### Listed entries
>>>>

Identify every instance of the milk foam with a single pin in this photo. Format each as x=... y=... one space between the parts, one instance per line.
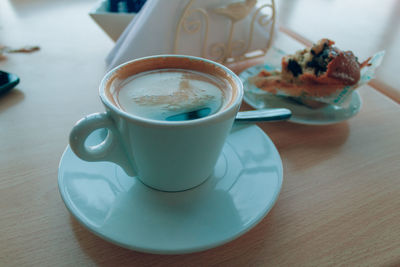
x=160 y=94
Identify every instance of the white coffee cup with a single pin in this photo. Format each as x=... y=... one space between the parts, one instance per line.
x=165 y=155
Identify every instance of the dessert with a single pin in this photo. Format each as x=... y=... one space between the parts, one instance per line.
x=312 y=73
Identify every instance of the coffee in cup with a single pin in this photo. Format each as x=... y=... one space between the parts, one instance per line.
x=171 y=94
x=167 y=118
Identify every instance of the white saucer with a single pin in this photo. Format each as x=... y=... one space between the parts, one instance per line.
x=243 y=188
x=330 y=114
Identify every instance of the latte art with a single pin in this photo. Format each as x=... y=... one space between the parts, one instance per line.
x=172 y=93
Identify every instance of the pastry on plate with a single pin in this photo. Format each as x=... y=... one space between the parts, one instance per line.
x=316 y=72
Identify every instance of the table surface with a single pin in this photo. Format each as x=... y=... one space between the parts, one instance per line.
x=340 y=201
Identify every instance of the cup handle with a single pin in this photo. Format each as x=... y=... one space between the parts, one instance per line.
x=110 y=149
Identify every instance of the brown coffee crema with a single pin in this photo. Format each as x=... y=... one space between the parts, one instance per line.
x=112 y=83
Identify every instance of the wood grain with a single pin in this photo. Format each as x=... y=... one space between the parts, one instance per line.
x=339 y=204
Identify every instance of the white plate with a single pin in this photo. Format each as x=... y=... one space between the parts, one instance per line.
x=330 y=114
x=243 y=188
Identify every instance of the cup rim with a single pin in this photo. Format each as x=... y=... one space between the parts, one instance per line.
x=233 y=107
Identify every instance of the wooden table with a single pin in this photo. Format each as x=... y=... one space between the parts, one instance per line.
x=340 y=201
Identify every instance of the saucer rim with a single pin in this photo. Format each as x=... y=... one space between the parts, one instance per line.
x=262 y=214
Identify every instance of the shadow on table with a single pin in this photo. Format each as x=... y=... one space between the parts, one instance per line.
x=10 y=98
x=298 y=144
x=242 y=250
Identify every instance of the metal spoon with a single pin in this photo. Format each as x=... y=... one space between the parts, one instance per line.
x=260 y=115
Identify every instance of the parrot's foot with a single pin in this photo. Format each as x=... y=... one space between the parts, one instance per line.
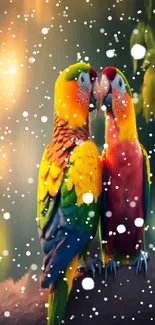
x=139 y=261
x=112 y=265
x=91 y=265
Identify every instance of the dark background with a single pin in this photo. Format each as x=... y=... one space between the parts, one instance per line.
x=74 y=27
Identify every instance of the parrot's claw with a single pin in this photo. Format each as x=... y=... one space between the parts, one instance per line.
x=112 y=265
x=92 y=265
x=139 y=261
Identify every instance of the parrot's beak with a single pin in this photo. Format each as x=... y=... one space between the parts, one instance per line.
x=105 y=92
x=95 y=97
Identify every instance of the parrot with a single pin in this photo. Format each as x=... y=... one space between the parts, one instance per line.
x=69 y=187
x=126 y=178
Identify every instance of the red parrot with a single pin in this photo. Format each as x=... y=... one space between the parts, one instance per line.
x=126 y=177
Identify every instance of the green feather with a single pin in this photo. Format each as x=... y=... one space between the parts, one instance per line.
x=57 y=301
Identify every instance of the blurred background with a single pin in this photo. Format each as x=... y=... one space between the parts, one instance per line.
x=38 y=39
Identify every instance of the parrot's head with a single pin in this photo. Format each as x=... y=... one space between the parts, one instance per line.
x=76 y=94
x=116 y=96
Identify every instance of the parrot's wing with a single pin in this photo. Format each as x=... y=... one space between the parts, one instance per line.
x=49 y=181
x=146 y=181
x=75 y=221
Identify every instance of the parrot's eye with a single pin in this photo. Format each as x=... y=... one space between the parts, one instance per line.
x=84 y=80
x=120 y=82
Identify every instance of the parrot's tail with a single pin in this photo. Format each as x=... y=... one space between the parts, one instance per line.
x=57 y=299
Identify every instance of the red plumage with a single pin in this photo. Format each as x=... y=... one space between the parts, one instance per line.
x=93 y=74
x=110 y=72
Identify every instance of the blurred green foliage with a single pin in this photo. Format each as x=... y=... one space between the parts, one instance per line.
x=143 y=34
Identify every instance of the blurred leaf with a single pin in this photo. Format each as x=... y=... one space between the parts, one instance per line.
x=148 y=93
x=137 y=37
x=149 y=37
x=148 y=8
x=149 y=58
x=134 y=65
x=138 y=104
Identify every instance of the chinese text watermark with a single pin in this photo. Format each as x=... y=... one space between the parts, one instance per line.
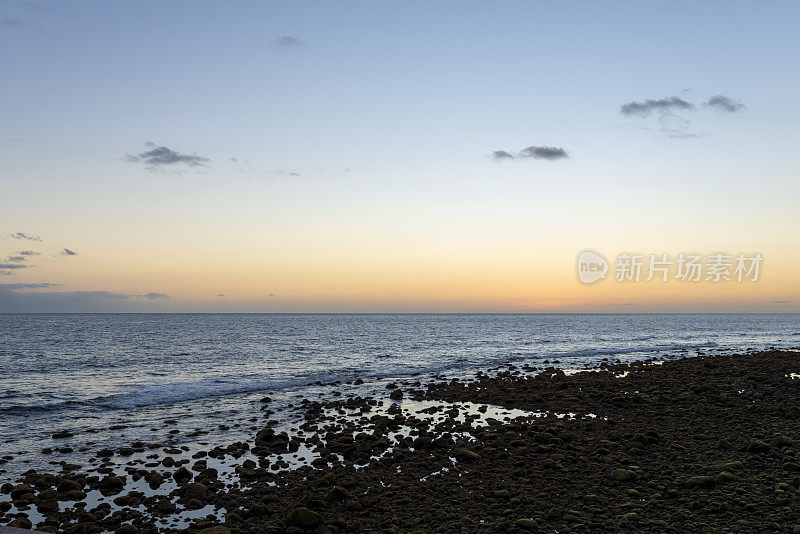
x=685 y=267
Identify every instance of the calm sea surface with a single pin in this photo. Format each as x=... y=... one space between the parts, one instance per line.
x=86 y=373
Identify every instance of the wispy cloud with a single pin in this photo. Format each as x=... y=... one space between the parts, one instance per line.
x=158 y=157
x=27 y=237
x=155 y=296
x=724 y=103
x=288 y=41
x=531 y=152
x=7 y=22
x=19 y=286
x=663 y=105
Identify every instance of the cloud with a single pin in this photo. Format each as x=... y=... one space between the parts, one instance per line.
x=159 y=156
x=23 y=235
x=662 y=105
x=531 y=152
x=18 y=286
x=7 y=22
x=500 y=155
x=288 y=41
x=288 y=172
x=724 y=103
x=155 y=296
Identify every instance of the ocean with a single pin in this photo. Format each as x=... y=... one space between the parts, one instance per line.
x=113 y=379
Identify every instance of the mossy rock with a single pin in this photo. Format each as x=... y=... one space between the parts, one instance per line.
x=756 y=445
x=701 y=481
x=525 y=524
x=734 y=466
x=304 y=518
x=466 y=455
x=624 y=475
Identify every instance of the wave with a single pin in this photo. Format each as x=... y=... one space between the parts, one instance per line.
x=192 y=390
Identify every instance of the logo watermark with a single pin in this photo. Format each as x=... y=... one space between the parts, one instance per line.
x=685 y=267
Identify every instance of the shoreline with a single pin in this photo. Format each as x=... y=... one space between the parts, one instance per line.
x=692 y=444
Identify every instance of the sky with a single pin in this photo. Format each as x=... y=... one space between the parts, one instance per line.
x=195 y=156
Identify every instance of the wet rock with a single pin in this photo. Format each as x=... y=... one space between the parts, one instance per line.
x=465 y=455
x=624 y=475
x=757 y=446
x=701 y=481
x=20 y=490
x=304 y=519
x=196 y=491
x=182 y=475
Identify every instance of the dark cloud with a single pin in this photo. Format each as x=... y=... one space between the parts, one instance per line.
x=531 y=152
x=288 y=41
x=18 y=286
x=155 y=296
x=159 y=156
x=724 y=103
x=7 y=22
x=662 y=105
x=543 y=152
x=23 y=235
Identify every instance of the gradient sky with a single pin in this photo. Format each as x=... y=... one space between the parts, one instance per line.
x=338 y=156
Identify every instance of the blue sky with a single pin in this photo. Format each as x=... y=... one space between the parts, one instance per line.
x=369 y=127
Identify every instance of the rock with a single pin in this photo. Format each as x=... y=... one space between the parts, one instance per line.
x=195 y=490
x=623 y=475
x=466 y=455
x=756 y=446
x=304 y=518
x=182 y=475
x=701 y=481
x=726 y=476
x=47 y=506
x=19 y=490
x=21 y=522
x=525 y=524
x=111 y=484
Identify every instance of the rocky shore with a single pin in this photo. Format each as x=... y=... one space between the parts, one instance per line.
x=705 y=444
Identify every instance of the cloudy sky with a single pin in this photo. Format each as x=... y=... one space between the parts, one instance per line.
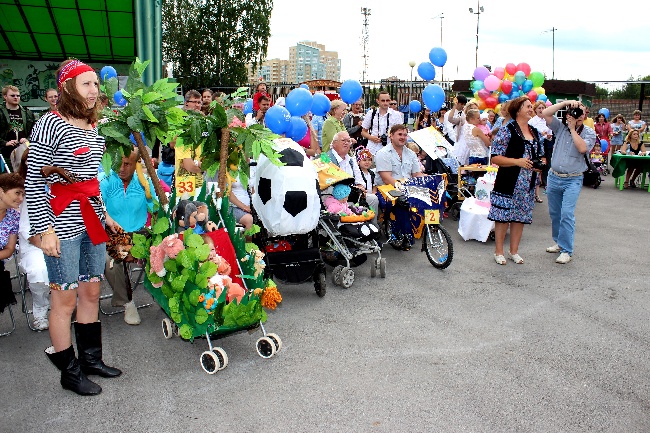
x=594 y=41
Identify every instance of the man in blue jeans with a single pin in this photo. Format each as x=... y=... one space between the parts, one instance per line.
x=572 y=141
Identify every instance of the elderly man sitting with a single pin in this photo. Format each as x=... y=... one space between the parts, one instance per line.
x=339 y=154
x=128 y=203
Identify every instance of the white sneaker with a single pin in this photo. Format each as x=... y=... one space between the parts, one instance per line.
x=131 y=315
x=554 y=249
x=41 y=323
x=563 y=259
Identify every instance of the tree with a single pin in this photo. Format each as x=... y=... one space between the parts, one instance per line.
x=210 y=42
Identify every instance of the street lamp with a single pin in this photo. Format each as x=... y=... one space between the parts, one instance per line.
x=412 y=65
x=479 y=10
x=441 y=16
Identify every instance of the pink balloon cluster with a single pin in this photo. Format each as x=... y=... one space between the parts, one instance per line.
x=491 y=89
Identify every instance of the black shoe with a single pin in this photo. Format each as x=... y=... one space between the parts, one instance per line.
x=89 y=345
x=72 y=377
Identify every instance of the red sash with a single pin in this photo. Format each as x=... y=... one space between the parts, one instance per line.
x=80 y=191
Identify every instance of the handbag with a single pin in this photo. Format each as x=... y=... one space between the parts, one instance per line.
x=591 y=175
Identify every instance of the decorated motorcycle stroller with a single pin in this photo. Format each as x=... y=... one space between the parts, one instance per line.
x=347 y=237
x=413 y=209
x=287 y=206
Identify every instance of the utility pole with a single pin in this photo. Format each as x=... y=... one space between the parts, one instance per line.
x=365 y=35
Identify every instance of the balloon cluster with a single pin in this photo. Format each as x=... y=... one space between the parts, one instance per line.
x=433 y=95
x=491 y=89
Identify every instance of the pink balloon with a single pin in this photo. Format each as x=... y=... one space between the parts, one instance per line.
x=491 y=83
x=525 y=68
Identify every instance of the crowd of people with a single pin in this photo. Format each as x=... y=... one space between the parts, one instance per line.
x=63 y=212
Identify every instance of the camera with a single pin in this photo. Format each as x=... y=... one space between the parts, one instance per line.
x=538 y=164
x=576 y=112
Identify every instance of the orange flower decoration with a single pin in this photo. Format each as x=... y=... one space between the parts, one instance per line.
x=271 y=298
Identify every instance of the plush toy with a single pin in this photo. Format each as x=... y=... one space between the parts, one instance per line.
x=185 y=215
x=203 y=224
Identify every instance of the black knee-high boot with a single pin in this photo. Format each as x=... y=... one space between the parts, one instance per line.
x=72 y=377
x=89 y=345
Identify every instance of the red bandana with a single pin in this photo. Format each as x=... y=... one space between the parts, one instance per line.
x=71 y=70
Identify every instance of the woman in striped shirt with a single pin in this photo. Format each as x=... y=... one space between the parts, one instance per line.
x=64 y=156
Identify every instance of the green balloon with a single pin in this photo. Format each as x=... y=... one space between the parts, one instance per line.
x=537 y=78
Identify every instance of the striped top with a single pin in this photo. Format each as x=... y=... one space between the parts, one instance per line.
x=79 y=151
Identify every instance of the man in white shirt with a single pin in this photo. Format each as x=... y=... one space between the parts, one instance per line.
x=377 y=122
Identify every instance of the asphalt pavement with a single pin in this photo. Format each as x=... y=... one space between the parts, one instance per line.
x=478 y=347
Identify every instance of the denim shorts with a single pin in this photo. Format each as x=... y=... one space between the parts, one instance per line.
x=80 y=261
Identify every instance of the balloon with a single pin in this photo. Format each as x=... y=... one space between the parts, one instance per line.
x=603 y=145
x=520 y=78
x=480 y=73
x=491 y=83
x=506 y=87
x=537 y=78
x=433 y=96
x=426 y=71
x=277 y=119
x=298 y=128
x=299 y=101
x=107 y=72
x=350 y=91
x=248 y=106
x=438 y=56
x=320 y=105
x=119 y=99
x=523 y=67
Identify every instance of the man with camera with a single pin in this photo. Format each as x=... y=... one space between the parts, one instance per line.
x=572 y=141
x=377 y=123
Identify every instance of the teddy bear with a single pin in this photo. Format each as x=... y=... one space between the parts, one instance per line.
x=159 y=254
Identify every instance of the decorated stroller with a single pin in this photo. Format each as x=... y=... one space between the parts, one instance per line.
x=287 y=204
x=346 y=239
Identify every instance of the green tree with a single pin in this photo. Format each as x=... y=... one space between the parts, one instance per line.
x=210 y=42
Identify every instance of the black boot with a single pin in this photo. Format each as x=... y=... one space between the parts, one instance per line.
x=72 y=377
x=89 y=345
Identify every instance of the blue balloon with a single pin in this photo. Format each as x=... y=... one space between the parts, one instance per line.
x=277 y=119
x=438 y=56
x=298 y=129
x=433 y=96
x=248 y=106
x=119 y=99
x=299 y=101
x=415 y=106
x=107 y=72
x=426 y=71
x=350 y=91
x=320 y=104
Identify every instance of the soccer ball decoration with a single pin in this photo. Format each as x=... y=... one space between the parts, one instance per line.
x=287 y=199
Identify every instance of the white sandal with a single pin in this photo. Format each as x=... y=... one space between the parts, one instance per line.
x=516 y=258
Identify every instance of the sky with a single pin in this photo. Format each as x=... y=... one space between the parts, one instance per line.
x=594 y=41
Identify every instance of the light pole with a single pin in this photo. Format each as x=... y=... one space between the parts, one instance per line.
x=479 y=10
x=412 y=65
x=441 y=16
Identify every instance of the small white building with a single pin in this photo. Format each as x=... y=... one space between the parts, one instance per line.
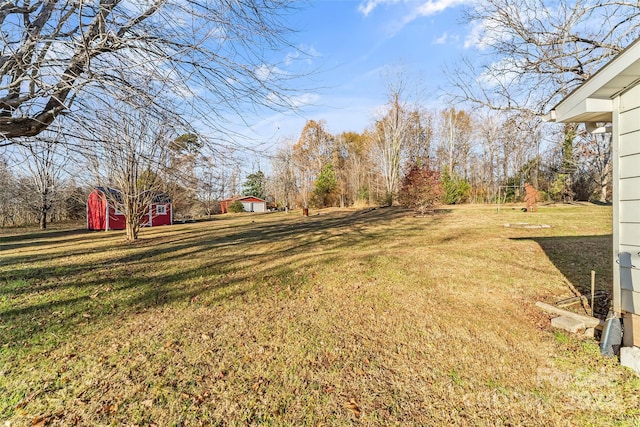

<<<<

### What to do
Express the lines as a JSON list of strings, one string per line, starting at the first line and ending at the line containing "x=165 y=155", with both included. Leave out blank lines and pictures.

### Solved problem
[
  "Identify every instance of the milk foam with a single pin in this photo. Format each as x=... y=... one space between the parts, one instance per line.",
  "x=160 y=94",
  "Identify every instance of the white coffee cup with a single pin in this photo. Format each as x=... y=... one space between the parts, one instance per line.",
  "x=165 y=155"
]